## WHAT THE EXERCISE ASKS
Skip the pictures and retype exactly the lines from the one holding "Put a point on every instance of the paved walkway" through the end of the entries.

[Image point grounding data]

▽

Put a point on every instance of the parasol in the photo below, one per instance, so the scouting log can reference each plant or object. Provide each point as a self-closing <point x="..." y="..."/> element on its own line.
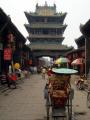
<point x="61" y="60"/>
<point x="64" y="71"/>
<point x="77" y="61"/>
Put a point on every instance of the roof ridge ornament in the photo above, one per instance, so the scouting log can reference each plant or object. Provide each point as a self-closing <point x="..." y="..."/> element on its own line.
<point x="46" y="4"/>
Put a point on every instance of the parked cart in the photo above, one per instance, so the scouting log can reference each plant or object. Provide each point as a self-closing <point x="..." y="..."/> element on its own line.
<point x="60" y="94"/>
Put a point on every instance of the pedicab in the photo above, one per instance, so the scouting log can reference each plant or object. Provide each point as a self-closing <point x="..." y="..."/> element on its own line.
<point x="60" y="94"/>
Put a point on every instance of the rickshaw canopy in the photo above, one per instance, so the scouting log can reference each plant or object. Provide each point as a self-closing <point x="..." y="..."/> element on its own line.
<point x="64" y="71"/>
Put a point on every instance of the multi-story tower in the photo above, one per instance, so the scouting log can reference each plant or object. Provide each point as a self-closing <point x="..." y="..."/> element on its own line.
<point x="46" y="28"/>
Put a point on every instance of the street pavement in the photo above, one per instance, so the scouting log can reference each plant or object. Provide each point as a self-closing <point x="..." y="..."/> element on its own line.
<point x="27" y="101"/>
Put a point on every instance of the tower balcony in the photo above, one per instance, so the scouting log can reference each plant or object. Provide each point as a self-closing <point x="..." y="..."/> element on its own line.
<point x="45" y="36"/>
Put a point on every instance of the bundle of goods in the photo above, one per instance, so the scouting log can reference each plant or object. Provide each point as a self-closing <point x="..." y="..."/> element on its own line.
<point x="59" y="90"/>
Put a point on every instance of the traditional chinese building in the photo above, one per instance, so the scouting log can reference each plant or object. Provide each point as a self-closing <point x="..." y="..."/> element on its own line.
<point x="46" y="28"/>
<point x="85" y="30"/>
<point x="12" y="44"/>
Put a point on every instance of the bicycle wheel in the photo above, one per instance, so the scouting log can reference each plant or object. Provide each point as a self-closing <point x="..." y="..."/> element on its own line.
<point x="88" y="100"/>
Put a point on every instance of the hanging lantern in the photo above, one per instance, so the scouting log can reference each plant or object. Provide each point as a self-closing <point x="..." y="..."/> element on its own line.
<point x="16" y="65"/>
<point x="10" y="37"/>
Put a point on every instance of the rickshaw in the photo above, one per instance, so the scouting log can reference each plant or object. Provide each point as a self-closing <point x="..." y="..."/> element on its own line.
<point x="60" y="94"/>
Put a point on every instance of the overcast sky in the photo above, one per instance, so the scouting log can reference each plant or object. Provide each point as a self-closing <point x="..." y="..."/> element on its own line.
<point x="78" y="11"/>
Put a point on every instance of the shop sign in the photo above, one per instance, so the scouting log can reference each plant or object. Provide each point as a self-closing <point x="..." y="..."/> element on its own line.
<point x="7" y="54"/>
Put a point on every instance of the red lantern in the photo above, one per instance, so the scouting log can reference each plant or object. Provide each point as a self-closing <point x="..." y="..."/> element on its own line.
<point x="10" y="37"/>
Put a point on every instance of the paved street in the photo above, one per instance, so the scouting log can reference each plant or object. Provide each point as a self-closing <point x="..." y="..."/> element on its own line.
<point x="27" y="102"/>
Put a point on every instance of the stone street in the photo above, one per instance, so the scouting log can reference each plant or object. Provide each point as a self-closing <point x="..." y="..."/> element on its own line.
<point x="27" y="101"/>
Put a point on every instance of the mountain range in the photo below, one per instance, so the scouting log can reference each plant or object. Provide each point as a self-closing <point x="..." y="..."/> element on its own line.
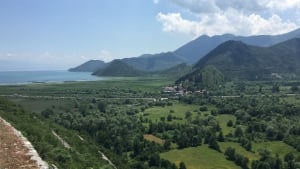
<point x="89" y="66"/>
<point x="239" y="61"/>
<point x="118" y="68"/>
<point x="189" y="53"/>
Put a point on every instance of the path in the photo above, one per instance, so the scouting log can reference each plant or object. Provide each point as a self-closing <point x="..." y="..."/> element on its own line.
<point x="16" y="151"/>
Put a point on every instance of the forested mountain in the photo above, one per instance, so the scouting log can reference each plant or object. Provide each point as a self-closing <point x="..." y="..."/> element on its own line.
<point x="154" y="62"/>
<point x="118" y="68"/>
<point x="239" y="61"/>
<point x="176" y="71"/>
<point x="189" y="53"/>
<point x="89" y="66"/>
<point x="196" y="49"/>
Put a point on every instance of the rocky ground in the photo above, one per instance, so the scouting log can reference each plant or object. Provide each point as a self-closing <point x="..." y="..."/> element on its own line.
<point x="16" y="152"/>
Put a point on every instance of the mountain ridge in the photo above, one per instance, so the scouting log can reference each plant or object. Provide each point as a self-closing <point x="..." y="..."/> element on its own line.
<point x="118" y="68"/>
<point x="239" y="61"/>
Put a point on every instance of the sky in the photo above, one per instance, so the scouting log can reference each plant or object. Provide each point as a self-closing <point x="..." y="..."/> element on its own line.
<point x="59" y="34"/>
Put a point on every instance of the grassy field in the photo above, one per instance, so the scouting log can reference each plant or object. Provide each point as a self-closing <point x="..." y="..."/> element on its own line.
<point x="153" y="138"/>
<point x="38" y="105"/>
<point x="200" y="157"/>
<point x="276" y="147"/>
<point x="177" y="110"/>
<point x="239" y="149"/>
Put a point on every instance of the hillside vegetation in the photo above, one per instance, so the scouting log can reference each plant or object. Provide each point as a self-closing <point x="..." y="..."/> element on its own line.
<point x="239" y="61"/>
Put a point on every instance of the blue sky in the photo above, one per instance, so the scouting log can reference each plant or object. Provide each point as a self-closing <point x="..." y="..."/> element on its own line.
<point x="58" y="34"/>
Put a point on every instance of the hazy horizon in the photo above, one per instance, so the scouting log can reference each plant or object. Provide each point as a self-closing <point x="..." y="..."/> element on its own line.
<point x="57" y="35"/>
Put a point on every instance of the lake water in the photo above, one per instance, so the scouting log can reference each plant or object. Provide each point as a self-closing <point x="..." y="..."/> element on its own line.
<point x="25" y="77"/>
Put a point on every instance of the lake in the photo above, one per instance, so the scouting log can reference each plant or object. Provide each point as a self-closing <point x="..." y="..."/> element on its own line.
<point x="26" y="77"/>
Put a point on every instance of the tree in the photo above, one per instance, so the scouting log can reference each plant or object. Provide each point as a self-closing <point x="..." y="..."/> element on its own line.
<point x="221" y="137"/>
<point x="167" y="145"/>
<point x="47" y="113"/>
<point x="188" y="114"/>
<point x="230" y="153"/>
<point x="230" y="123"/>
<point x="275" y="88"/>
<point x="238" y="132"/>
<point x="102" y="107"/>
<point x="169" y="117"/>
<point x="182" y="165"/>
<point x="294" y="88"/>
<point x="214" y="144"/>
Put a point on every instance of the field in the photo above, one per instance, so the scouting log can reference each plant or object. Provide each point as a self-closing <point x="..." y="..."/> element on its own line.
<point x="153" y="138"/>
<point x="176" y="110"/>
<point x="275" y="147"/>
<point x="200" y="157"/>
<point x="109" y="115"/>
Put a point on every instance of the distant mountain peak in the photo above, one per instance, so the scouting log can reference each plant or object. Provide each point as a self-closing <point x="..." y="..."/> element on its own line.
<point x="118" y="68"/>
<point x="239" y="61"/>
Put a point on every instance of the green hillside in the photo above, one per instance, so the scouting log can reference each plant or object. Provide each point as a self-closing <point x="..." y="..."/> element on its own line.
<point x="239" y="61"/>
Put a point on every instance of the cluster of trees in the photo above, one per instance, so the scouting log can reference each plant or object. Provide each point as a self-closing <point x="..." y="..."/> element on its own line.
<point x="268" y="162"/>
<point x="239" y="159"/>
<point x="38" y="131"/>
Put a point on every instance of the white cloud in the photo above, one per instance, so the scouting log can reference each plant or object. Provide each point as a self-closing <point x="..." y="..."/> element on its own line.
<point x="238" y="17"/>
<point x="106" y="56"/>
<point x="281" y="4"/>
<point x="84" y="57"/>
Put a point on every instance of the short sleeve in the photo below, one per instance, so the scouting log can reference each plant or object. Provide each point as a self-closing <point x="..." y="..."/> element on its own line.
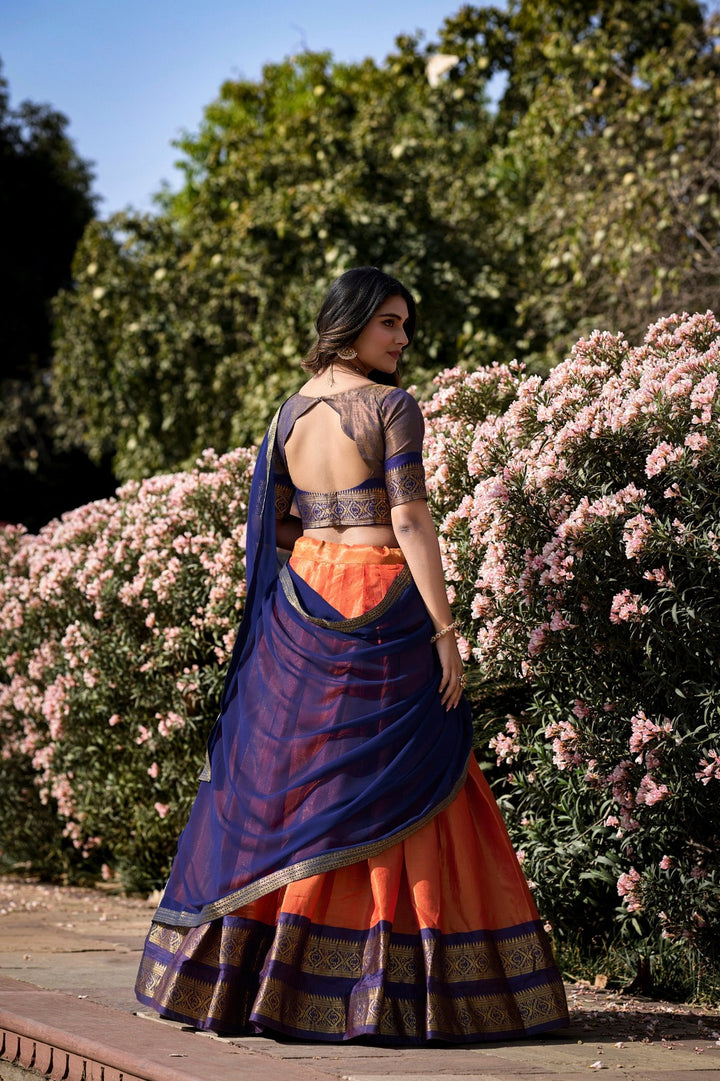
<point x="404" y="428"/>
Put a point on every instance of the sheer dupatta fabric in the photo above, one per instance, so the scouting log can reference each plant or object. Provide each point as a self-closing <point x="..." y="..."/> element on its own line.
<point x="331" y="746"/>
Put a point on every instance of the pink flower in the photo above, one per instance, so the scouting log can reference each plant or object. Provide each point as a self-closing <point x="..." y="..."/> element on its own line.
<point x="650" y="792"/>
<point x="628" y="888"/>
<point x="710" y="768"/>
<point x="505" y="744"/>
<point x="644" y="731"/>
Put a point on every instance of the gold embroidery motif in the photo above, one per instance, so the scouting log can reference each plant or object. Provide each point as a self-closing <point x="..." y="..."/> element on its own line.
<point x="355" y="506"/>
<point x="380" y="973"/>
<point x="283" y="499"/>
<point x="405" y="483"/>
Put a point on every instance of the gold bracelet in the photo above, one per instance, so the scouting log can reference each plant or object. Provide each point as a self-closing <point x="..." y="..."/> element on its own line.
<point x="445" y="630"/>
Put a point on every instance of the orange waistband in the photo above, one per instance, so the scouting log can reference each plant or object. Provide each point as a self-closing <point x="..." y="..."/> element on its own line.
<point x="330" y="551"/>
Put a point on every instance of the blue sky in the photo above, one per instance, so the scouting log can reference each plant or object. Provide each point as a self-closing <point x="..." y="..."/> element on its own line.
<point x="131" y="75"/>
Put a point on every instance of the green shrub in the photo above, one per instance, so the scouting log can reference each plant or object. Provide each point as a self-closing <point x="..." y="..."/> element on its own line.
<point x="581" y="532"/>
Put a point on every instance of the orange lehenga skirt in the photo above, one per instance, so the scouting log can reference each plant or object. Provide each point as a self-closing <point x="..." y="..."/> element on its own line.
<point x="436" y="938"/>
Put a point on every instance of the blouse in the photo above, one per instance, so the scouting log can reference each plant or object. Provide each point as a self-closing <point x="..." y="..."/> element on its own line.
<point x="387" y="427"/>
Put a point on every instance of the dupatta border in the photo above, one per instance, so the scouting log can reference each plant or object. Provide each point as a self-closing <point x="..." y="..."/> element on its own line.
<point x="397" y="587"/>
<point x="306" y="868"/>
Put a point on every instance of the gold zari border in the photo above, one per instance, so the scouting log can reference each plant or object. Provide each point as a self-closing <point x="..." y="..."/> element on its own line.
<point x="347" y="626"/>
<point x="306" y="868"/>
<point x="217" y="968"/>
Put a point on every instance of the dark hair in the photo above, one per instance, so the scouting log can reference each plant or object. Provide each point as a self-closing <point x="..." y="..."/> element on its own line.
<point x="349" y="305"/>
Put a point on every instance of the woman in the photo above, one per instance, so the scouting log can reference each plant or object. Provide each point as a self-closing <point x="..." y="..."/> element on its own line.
<point x="345" y="871"/>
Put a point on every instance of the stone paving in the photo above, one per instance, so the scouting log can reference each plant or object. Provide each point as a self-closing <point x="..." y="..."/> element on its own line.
<point x="68" y="959"/>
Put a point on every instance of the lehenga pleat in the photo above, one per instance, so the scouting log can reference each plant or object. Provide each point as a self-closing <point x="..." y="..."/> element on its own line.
<point x="435" y="938"/>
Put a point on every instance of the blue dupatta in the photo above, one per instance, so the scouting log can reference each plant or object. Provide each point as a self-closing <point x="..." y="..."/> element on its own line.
<point x="331" y="745"/>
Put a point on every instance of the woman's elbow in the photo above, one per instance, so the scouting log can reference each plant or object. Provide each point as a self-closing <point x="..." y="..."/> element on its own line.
<point x="409" y="518"/>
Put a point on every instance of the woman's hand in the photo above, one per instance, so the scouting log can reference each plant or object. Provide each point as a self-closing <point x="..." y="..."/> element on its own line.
<point x="451" y="688"/>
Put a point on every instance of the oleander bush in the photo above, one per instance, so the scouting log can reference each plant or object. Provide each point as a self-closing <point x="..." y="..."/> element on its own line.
<point x="115" y="626"/>
<point x="581" y="533"/>
<point x="580" y="520"/>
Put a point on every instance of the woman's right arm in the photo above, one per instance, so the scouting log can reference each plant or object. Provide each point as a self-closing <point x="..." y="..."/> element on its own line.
<point x="416" y="536"/>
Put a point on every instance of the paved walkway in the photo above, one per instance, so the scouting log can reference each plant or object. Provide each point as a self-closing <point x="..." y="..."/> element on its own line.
<point x="67" y="966"/>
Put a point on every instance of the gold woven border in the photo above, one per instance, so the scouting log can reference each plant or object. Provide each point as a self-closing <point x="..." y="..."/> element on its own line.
<point x="207" y="972"/>
<point x="396" y="588"/>
<point x="306" y="868"/>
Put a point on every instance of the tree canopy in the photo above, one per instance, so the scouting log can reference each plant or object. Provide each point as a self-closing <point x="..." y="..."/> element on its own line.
<point x="583" y="192"/>
<point x="45" y="203"/>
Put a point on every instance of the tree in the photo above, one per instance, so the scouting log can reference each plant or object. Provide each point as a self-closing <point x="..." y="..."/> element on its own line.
<point x="45" y="202"/>
<point x="587" y="197"/>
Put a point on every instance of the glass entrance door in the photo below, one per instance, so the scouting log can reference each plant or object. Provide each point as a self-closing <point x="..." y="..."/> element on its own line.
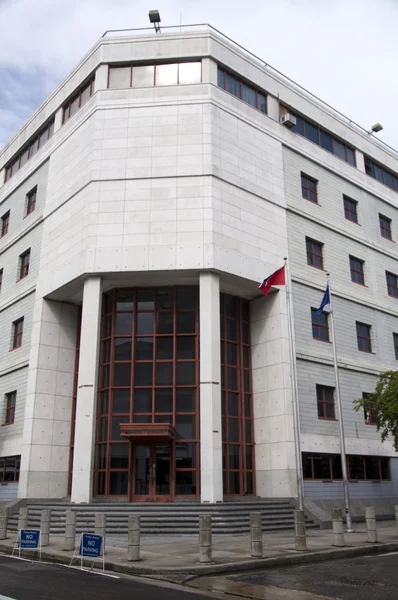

△

## WRITTEN ANSWER
Put a point on every instance of the paved walkway in the photo above, one per instance, so the scouting log can reference each plant or object. Provide each point as a self-closing <point x="..." y="..."/> element on its own line.
<point x="67" y="966"/>
Put a point on every instance of the gold woven border in the photo above, one per instance, so the scouting log can reference each plant or object. Provide each point as a self-closing <point x="..." y="..."/> element on its own line.
<point x="207" y="972"/>
<point x="396" y="588"/>
<point x="306" y="868"/>
Put a point on every instance of the tree canopy in the photo above, one per instance, so the scouting log can reference each plant or object. Provide each point as a self-closing <point x="..." y="..."/> element on its own line.
<point x="583" y="192"/>
<point x="45" y="203"/>
Put a point on every instance of the tree in the photo above, one per instance, so the scouting log can reference each plant or object. Provide each point as a self-closing <point x="..." y="..."/> element on its own line.
<point x="45" y="202"/>
<point x="587" y="197"/>
Put a point on every instance of the glass entrance door in the photo below, one per instance, so the scouting log can reference each plant or object. Provide each point as a self-closing <point x="..." y="..."/> element on its own line.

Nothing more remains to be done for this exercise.